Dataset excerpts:
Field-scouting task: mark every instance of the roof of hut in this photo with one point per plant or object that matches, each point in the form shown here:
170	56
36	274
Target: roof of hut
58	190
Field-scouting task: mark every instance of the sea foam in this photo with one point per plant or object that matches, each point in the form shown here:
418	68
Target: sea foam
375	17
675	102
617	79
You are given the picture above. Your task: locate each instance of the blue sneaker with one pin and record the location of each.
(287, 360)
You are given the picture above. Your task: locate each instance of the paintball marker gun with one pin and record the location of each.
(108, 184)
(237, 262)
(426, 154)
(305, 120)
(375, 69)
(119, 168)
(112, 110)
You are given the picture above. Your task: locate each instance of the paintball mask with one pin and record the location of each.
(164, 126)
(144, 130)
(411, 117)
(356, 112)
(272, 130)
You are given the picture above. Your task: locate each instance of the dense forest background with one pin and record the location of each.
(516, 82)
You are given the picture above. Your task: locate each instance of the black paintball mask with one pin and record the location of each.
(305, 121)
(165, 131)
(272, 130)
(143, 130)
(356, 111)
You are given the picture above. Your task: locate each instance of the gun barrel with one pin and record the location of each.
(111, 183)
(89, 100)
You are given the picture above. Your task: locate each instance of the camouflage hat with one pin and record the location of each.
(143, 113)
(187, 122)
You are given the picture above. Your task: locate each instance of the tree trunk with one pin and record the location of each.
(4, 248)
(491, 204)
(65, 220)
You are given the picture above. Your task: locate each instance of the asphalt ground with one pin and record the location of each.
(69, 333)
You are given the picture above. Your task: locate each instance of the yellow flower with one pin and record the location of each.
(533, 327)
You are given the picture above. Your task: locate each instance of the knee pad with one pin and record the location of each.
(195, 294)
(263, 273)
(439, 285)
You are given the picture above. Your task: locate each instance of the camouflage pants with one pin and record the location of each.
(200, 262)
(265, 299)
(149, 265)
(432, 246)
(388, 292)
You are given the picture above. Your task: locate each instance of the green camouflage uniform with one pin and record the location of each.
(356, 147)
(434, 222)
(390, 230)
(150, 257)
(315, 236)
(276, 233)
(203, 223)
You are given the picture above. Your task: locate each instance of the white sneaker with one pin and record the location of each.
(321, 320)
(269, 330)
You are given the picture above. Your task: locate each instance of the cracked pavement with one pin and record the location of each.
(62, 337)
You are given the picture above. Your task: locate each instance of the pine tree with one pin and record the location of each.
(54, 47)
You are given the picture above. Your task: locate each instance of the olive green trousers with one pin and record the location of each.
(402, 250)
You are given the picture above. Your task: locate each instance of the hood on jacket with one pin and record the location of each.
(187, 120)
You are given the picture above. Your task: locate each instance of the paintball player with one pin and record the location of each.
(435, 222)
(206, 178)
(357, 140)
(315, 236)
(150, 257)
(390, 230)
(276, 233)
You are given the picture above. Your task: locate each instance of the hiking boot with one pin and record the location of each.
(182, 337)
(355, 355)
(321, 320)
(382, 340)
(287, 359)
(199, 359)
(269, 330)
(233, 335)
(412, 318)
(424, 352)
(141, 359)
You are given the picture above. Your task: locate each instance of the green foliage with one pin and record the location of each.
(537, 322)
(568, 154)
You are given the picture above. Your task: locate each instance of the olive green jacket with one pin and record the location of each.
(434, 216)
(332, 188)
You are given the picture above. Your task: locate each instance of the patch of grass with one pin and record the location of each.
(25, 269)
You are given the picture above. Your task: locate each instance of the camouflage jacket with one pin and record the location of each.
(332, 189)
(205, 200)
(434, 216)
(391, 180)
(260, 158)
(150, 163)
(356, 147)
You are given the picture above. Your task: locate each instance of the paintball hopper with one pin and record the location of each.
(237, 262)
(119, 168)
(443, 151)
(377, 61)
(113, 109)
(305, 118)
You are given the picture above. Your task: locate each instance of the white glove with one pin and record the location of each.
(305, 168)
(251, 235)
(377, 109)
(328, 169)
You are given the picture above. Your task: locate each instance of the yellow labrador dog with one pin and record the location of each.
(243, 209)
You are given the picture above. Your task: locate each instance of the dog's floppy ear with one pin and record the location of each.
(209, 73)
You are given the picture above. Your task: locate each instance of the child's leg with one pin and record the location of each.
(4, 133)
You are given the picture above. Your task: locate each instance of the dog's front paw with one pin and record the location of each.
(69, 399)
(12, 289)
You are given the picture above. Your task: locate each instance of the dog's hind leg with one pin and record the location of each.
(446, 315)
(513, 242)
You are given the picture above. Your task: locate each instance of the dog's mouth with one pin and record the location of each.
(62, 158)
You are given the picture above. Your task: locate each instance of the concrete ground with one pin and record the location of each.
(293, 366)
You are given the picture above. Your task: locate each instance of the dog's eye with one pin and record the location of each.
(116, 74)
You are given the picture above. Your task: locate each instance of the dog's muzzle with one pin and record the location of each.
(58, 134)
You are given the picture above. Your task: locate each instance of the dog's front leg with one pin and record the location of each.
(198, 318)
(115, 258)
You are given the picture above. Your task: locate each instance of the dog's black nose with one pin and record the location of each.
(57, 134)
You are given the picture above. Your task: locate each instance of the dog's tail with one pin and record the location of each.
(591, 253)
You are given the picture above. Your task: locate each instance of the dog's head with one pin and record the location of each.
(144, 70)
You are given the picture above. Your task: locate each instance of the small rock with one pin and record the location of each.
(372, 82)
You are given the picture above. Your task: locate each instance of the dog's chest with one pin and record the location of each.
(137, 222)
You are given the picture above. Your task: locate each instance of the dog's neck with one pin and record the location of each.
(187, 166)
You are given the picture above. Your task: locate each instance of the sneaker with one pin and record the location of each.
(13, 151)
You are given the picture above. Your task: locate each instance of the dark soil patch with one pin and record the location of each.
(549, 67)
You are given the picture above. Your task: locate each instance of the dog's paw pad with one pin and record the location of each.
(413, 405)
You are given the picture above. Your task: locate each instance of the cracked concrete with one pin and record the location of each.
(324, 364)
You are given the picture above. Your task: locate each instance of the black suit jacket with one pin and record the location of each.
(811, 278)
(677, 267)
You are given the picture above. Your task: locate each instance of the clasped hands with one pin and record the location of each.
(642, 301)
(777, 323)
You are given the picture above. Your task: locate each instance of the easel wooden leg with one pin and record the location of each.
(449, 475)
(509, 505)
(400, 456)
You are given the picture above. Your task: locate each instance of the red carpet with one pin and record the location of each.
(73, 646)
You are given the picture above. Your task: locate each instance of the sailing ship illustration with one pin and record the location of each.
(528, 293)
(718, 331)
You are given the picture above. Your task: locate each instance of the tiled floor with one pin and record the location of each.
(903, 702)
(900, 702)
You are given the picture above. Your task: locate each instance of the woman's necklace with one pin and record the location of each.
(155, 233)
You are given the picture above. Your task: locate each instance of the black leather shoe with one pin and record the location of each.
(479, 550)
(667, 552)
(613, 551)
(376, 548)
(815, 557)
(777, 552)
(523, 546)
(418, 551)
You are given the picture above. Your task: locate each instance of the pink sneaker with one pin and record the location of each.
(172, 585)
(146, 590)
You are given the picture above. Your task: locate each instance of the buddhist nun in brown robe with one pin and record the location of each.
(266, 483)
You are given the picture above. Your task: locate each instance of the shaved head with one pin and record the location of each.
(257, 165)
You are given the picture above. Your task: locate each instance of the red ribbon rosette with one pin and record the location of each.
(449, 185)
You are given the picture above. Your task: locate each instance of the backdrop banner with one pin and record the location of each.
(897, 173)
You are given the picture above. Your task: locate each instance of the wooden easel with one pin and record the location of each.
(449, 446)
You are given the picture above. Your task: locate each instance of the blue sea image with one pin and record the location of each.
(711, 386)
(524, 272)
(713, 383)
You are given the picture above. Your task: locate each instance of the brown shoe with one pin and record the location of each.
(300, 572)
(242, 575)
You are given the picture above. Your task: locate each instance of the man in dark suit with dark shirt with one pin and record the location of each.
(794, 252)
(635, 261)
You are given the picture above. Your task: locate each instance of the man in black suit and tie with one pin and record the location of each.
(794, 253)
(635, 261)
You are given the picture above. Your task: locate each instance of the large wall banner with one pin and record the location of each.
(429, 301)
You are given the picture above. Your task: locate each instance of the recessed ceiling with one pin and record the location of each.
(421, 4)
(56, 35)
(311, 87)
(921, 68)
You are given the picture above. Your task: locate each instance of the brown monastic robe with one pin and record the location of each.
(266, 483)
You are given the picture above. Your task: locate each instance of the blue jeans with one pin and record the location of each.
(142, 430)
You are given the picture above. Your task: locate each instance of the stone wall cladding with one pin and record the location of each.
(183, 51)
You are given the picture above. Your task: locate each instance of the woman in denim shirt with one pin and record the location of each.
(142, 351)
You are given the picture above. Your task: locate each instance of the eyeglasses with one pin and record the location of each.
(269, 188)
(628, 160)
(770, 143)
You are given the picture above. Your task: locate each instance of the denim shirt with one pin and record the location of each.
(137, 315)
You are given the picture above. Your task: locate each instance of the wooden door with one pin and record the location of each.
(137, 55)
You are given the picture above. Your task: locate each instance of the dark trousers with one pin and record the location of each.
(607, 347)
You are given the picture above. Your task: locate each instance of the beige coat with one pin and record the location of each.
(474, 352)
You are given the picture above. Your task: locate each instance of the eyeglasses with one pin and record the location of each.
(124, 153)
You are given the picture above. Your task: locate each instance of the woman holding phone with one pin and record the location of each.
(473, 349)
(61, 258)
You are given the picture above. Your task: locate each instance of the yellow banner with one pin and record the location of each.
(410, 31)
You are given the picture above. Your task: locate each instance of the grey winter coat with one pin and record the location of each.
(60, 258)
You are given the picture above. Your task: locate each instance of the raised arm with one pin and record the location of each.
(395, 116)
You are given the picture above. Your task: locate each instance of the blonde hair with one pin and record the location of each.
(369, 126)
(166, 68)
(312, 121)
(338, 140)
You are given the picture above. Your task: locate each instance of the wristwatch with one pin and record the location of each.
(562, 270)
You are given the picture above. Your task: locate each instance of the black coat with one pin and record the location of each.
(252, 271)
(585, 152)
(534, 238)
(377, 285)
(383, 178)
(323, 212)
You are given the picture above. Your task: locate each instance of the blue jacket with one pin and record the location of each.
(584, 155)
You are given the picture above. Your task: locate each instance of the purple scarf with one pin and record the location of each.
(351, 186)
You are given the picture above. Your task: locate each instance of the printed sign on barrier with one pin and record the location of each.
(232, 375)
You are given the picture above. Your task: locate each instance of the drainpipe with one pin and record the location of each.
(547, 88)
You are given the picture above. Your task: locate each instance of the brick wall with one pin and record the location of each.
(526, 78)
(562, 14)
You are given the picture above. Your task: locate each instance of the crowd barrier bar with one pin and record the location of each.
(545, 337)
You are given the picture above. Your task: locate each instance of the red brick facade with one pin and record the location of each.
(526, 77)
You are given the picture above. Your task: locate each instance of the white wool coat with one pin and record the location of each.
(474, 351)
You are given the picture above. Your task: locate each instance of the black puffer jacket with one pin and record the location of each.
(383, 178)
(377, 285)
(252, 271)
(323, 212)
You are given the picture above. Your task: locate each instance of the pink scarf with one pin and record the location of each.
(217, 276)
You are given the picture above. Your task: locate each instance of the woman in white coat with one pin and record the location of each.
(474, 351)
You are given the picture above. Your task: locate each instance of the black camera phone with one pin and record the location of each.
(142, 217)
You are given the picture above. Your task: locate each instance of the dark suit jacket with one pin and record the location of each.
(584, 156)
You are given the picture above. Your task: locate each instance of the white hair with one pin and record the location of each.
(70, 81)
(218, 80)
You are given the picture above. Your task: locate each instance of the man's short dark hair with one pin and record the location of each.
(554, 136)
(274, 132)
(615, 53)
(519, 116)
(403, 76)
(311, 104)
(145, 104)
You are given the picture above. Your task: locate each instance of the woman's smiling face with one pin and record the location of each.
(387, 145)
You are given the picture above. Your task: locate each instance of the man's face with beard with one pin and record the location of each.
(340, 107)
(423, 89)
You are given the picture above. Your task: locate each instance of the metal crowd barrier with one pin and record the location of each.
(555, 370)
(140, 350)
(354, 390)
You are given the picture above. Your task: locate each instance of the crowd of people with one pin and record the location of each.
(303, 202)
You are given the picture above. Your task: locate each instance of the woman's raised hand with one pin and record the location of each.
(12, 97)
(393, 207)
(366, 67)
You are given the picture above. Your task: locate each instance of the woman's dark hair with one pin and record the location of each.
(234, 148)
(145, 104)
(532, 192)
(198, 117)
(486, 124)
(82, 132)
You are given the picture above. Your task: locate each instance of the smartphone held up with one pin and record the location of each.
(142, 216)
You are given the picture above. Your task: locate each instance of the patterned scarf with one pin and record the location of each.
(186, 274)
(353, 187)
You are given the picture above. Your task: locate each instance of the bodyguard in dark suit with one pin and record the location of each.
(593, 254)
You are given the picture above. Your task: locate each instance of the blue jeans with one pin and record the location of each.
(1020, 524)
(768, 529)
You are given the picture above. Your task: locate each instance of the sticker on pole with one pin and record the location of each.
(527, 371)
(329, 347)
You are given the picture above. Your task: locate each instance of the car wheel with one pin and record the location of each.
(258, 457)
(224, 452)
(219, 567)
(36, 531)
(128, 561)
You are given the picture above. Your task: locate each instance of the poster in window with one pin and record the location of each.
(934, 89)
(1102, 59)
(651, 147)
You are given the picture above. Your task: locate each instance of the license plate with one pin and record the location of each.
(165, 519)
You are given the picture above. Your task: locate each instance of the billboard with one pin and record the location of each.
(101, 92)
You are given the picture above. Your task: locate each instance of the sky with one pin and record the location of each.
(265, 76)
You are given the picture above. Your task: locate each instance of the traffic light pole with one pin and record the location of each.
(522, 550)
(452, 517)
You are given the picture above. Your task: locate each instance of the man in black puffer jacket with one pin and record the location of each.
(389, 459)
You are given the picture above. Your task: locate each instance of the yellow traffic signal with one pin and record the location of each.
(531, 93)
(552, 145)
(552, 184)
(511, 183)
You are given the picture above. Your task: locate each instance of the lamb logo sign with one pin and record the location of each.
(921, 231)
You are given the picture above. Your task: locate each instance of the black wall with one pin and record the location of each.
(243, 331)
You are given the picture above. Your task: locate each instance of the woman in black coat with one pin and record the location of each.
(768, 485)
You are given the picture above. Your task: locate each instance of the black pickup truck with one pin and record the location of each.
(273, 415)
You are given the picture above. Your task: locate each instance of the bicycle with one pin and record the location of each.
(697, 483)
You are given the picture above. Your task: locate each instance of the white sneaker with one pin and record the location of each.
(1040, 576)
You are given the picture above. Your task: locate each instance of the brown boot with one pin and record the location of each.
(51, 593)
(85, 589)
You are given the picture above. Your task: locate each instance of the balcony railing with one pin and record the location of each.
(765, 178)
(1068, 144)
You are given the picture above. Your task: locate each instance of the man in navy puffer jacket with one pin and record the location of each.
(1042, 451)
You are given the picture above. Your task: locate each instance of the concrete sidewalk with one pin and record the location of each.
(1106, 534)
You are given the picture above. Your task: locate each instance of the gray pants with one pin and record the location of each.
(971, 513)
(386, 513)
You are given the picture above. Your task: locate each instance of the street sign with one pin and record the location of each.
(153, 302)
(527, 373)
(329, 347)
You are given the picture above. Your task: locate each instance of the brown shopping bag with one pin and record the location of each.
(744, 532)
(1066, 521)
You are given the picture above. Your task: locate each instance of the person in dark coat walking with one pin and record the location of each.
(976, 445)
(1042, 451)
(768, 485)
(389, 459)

» YOUR GOAL
Say how many lines in the records include the string "shown", giving the figure by itself.

» TASK SOLUTION
2